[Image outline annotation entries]
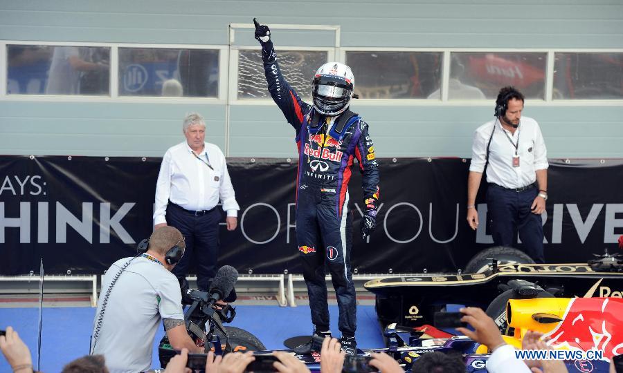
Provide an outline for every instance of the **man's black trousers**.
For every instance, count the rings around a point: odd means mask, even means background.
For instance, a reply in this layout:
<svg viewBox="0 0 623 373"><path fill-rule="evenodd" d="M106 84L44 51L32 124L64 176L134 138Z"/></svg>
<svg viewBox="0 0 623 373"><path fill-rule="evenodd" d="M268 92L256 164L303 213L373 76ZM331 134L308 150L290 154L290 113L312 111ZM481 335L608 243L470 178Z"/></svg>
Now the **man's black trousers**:
<svg viewBox="0 0 623 373"><path fill-rule="evenodd" d="M514 247L518 232L525 254L537 263L543 263L543 220L541 215L530 210L538 189L533 187L518 192L489 184L487 207L496 245Z"/></svg>
<svg viewBox="0 0 623 373"><path fill-rule="evenodd" d="M329 330L326 265L340 312L338 326L343 336L354 336L356 299L350 272L352 215L348 209L347 192L340 201L334 191L314 185L298 189L296 240L307 285L312 322L317 330Z"/></svg>
<svg viewBox="0 0 623 373"><path fill-rule="evenodd" d="M167 224L177 228L186 243L184 256L173 268L178 280L186 277L191 262L197 265L197 285L199 290L207 291L208 283L216 274L219 256L219 223L220 211L216 208L203 215L195 215L169 203ZM181 282L180 283L181 283Z"/></svg>

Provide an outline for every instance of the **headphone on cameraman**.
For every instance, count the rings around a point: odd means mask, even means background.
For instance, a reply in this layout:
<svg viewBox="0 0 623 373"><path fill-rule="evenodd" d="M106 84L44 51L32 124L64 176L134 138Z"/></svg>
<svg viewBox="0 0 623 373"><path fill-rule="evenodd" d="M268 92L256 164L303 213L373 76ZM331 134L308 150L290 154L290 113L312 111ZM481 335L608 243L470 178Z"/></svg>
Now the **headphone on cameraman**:
<svg viewBox="0 0 623 373"><path fill-rule="evenodd" d="M181 242L184 239L183 237L181 240L177 241L177 243L167 251L167 253L165 254L165 260L167 262L167 264L171 265L174 265L179 262L182 256L184 256L184 248L179 246L179 242ZM145 238L143 240L136 245L136 256L138 256L145 254L147 252L149 247L150 239Z"/></svg>
<svg viewBox="0 0 623 373"><path fill-rule="evenodd" d="M496 102L496 112L494 115L496 117L504 117L506 115L506 111L508 109L508 100L510 99L512 96L516 95L517 92L513 89L509 92L507 93L506 95L502 97L501 99L498 99Z"/></svg>

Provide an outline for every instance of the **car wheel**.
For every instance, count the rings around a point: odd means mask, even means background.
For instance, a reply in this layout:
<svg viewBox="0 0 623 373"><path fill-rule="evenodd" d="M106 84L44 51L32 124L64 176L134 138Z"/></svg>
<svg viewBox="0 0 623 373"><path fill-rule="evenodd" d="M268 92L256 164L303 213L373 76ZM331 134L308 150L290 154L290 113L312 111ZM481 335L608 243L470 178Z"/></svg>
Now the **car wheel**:
<svg viewBox="0 0 623 373"><path fill-rule="evenodd" d="M521 250L506 246L495 246L485 249L476 254L465 266L464 273L482 274L486 272L490 268L491 258L497 259L498 265L513 263L534 263L534 260L532 258Z"/></svg>
<svg viewBox="0 0 623 373"><path fill-rule="evenodd" d="M234 352L240 351L264 351L266 346L258 339L258 337L251 334L244 329L240 327L227 326L225 327L227 334L229 336L229 344ZM215 331L215 334L221 337L221 344L225 348L225 338L220 331Z"/></svg>
<svg viewBox="0 0 623 373"><path fill-rule="evenodd" d="M487 307L487 316L494 319L503 334L508 332L508 322L506 320L506 304L509 299L534 299L535 298L556 298L551 293L541 291L535 296L522 296L514 289L509 289L494 299Z"/></svg>

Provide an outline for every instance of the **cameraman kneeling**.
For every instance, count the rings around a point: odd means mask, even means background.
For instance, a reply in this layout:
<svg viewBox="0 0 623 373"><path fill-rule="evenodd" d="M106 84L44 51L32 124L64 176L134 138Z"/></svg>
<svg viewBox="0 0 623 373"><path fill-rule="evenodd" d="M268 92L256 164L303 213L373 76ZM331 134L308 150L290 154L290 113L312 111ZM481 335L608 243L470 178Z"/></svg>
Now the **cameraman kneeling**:
<svg viewBox="0 0 623 373"><path fill-rule="evenodd" d="M150 368L161 319L174 349L204 352L186 332L179 283L170 272L184 248L179 231L162 227L152 233L147 252L117 260L107 271L90 353L104 355L111 373Z"/></svg>

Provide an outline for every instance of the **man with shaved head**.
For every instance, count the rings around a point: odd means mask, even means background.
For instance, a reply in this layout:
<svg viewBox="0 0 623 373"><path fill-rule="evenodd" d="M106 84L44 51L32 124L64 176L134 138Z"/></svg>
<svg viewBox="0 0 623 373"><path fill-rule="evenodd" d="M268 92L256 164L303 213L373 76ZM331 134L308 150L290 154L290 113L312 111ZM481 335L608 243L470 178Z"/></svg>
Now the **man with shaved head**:
<svg viewBox="0 0 623 373"><path fill-rule="evenodd" d="M104 355L111 373L147 370L161 321L175 350L203 352L186 332L179 283L171 270L183 256L179 231L154 231L146 252L117 260L104 276L91 354Z"/></svg>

## What is expected
Write out all the entries word for word, but skip any images.

## Reply
Provide an outline for every instance of the **man's black trousers**.
For every instance, count the rings around a point: odd means mask, even means background.
For instance, a reply in this layout:
<svg viewBox="0 0 623 373"><path fill-rule="evenodd" d="M106 84L44 51L32 124L64 176L134 138Z"/></svg>
<svg viewBox="0 0 623 373"><path fill-rule="evenodd" d="M268 92L256 164L303 213L373 76ZM331 134L308 150L290 154L290 113L312 111ZM481 335L608 243L470 178Z"/></svg>
Now the **man's black trousers**:
<svg viewBox="0 0 623 373"><path fill-rule="evenodd" d="M514 247L518 232L525 254L537 263L543 263L543 220L541 215L530 210L538 189L533 187L518 192L489 184L487 207L496 245Z"/></svg>
<svg viewBox="0 0 623 373"><path fill-rule="evenodd" d="M329 330L326 265L340 312L338 326L343 336L354 336L356 299L350 272L352 215L348 209L347 192L340 201L334 191L314 185L298 189L296 240L307 285L312 322L317 330Z"/></svg>
<svg viewBox="0 0 623 373"><path fill-rule="evenodd" d="M167 224L177 228L186 243L184 256L173 268L178 280L186 277L191 262L197 265L197 285L199 290L207 291L208 283L216 274L219 256L219 223L220 211L216 208L203 215L195 215L169 203ZM181 282L180 283L181 283Z"/></svg>

Provide an outline for every instance of the **headphone on cameraman**.
For every instance, count the rings around a point: odd means mask, even means background.
For instance, a reply in this layout:
<svg viewBox="0 0 623 373"><path fill-rule="evenodd" d="M106 84L44 51L32 124L64 176L134 138Z"/></svg>
<svg viewBox="0 0 623 373"><path fill-rule="evenodd" d="M268 92L256 164L303 213L373 76ZM331 134L308 150L290 154L290 113L312 111ZM481 335L608 243L470 178Z"/></svg>
Now the **headphone on cameraman**:
<svg viewBox="0 0 623 373"><path fill-rule="evenodd" d="M181 242L184 239L183 237L181 240L177 241L177 243L167 251L167 253L165 254L165 260L167 262L167 264L171 265L174 265L179 262L182 256L184 256L184 248L179 246L179 242ZM145 238L143 240L136 245L136 256L138 256L145 254L147 252L149 247L150 239Z"/></svg>
<svg viewBox="0 0 623 373"><path fill-rule="evenodd" d="M496 102L496 112L494 115L496 117L504 117L506 115L506 111L508 109L508 100L510 99L512 96L516 95L517 92L513 89L509 92L507 93L506 95L502 97L501 99L498 99Z"/></svg>

Provide an outline for every instance of the **car wheel**.
For every instance, count the rings around a point: odd means mask, even means background.
For instance, a reply in this layout:
<svg viewBox="0 0 623 373"><path fill-rule="evenodd" d="M106 84L44 51L32 124L64 176L134 138Z"/></svg>
<svg viewBox="0 0 623 373"><path fill-rule="evenodd" d="M268 92L256 164L303 213L373 76ZM331 134L308 150L290 154L290 113L312 111ZM481 335L608 243L470 178Z"/></svg>
Now the **car wheel**:
<svg viewBox="0 0 623 373"><path fill-rule="evenodd" d="M521 250L506 246L495 246L485 249L476 254L465 266L464 273L482 274L486 272L490 268L491 258L497 259L498 265L513 263L534 263L534 260L532 258Z"/></svg>
<svg viewBox="0 0 623 373"><path fill-rule="evenodd" d="M234 352L240 351L264 351L266 346L258 339L258 337L251 334L244 329L240 327L227 326L225 327L227 334L229 336L229 344ZM215 331L215 334L221 337L221 344L225 348L225 338L220 331Z"/></svg>
<svg viewBox="0 0 623 373"><path fill-rule="evenodd" d="M487 307L487 316L494 319L503 334L508 332L508 322L506 320L506 304L509 299L534 299L535 298L556 298L551 293L541 291L535 296L522 296L514 289L509 289L494 299Z"/></svg>

Provide an outline for every instance of the **cameraman kneeling**.
For every instance, count the rings around a point: odd means mask, even means background.
For instance, a reply in this layout:
<svg viewBox="0 0 623 373"><path fill-rule="evenodd" d="M106 84L44 51L32 124L64 176L134 138Z"/></svg>
<svg viewBox="0 0 623 373"><path fill-rule="evenodd" d="M268 92L256 164L303 213L373 76ZM331 134L308 150L290 154L290 113L312 111ZM481 335L608 243L470 178Z"/></svg>
Now the **cameraman kneeling**:
<svg viewBox="0 0 623 373"><path fill-rule="evenodd" d="M150 368L161 319L174 349L204 352L186 332L179 283L170 272L184 248L179 231L162 227L152 233L147 252L117 260L107 271L90 353L104 355L111 373Z"/></svg>

Provide an outline for every instance of the **man with shaved head**.
For every instance, count the rings around a point: odd means mask, even means background.
For instance, a reply in this layout:
<svg viewBox="0 0 623 373"><path fill-rule="evenodd" d="M106 84L44 51L32 124L64 176L134 138Z"/></svg>
<svg viewBox="0 0 623 373"><path fill-rule="evenodd" d="M268 92L256 164L303 213L373 76ZM331 134L308 150L290 154L290 113L312 111ZM481 335L608 243L470 178Z"/></svg>
Now the **man with shaved head**:
<svg viewBox="0 0 623 373"><path fill-rule="evenodd" d="M104 355L111 373L147 370L161 321L175 350L203 352L186 332L179 283L171 270L183 256L179 231L154 231L146 252L117 260L104 276L91 354Z"/></svg>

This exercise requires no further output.